Y de Valladolid, el terror llega a Ronda. Hablan de la
contaminación electromagnética, de las ondas nocivas y
cancerígenas que esas antenas emiten. Pero hablando de antenas
de teléfonos móviles, hay otra contaminación más extendida
de la que nadie dice una palabra. No sé si produce cáncer,
pero es ofensiva para los ojos. Me refiero a la espantosa y
horrenda contaminación visual que producen las antenas de
teléfonos móviles. No sé en la Castilla la Vieja de los casos
de leucemia con las antenas de Valladolid, no sé en León, en
Aragón, en los otros Reinos de las Españas. Pero en los cuatro
Reinos de la Andalucía es una auténtica degradación del
paisaje la que están produciendo las dichosas antenitas. Cuando
en los tejados y azoteas de nuestras ciudades históricas se
había aminorado bastante el bosque de antenas de televisión,
horquillas de hierro que se nos clavaban en los ojos junto a
cúpulas barrocas o torres mudéjares, llegan las antenas de
televisión. Aquí las delegaciones de Urbanismo cuidan a su
manera los cascos históricos de nuestras villas y ciudades.

> INSTRUCCIONES
- A) Indica si cada afirmación coincide con el fragmento sobre las antenas de telefonía móvil: (i) quien escribe asegura que las antenas producen cáncer; (ii) el texto presenta las antenas como una degradación del paisaje en Andalucía; (iii) según el texto, el terror llega a Ronda desde Valladolid. Responde sí o no a cada una y cita las palabras exactas del fragmento que lo deciden.
- B) Prolonga el fragmento sobre las antenas de telefonía móvil a partir de su última oración, con uno o dos párrafos del mismo tono.
Las filas son un material aparte, sin relación con el fragmento.

> DATOS EXTRAÍDOS
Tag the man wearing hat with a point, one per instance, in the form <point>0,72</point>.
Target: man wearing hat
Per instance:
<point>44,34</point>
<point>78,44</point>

> RESPUESTAS
- A)
(i) No: «No sé si produce cáncer».
(ii) Sí: «Pero en los cuatro Reinos de la Andalucía es una auténtica degradación del paisaje la que están produciendo las dichosas antenitas».
(iii) Sí: «Y de Valladolid, el terror llega a Ronda».

- B)
Pero nadie dice nada de poner una antena de móviles desafiando
en la línea de horizonte la belleza una torre de Ecija, de un
convento de Antequera, de una iglesia de Osuna, de una muralla
de Niebla.
Y nada digo del campo. A este campo andaluz de tendidos
eléctricos, de naves de tractores, de polígonos industriales,
de silos metálicos, lo que le faltaban eran las antenas de los
teléfonos móviles. Como una muñeca rusa, es una inmensa
metáfora el tendido del Ave. Para que los ejecutivos puedan
darnos la tabarra continuamente hablando por el teléfono móvil
en el Ave, todo el campo que se contempla desde las ventanillas
de sus vagones ha sido jalonado de antenas de teléfonos
móviles. Las ves saliendo de Santa Justa, por la vega
guadalquevireña de naranjos y castillos de Almodóvar; las ves
en los pasos de la vía del Calatraveño, junto a los castillos
y torres albarranas de la Reconquista; la Mancha bodeguera y
quesera se ha llenado de antenas de móviles. Hay un paisaje
bellísimo donde, oh maravilla, no pusieron una torre de tendido
eléctrico, ni hicieron unas naves industriales para ampliar el
cortijo, ni un depósito de hormigón para unas obras, y ves que
allí, zas, han plantado la correspondiente antena de teléfonos
móviles.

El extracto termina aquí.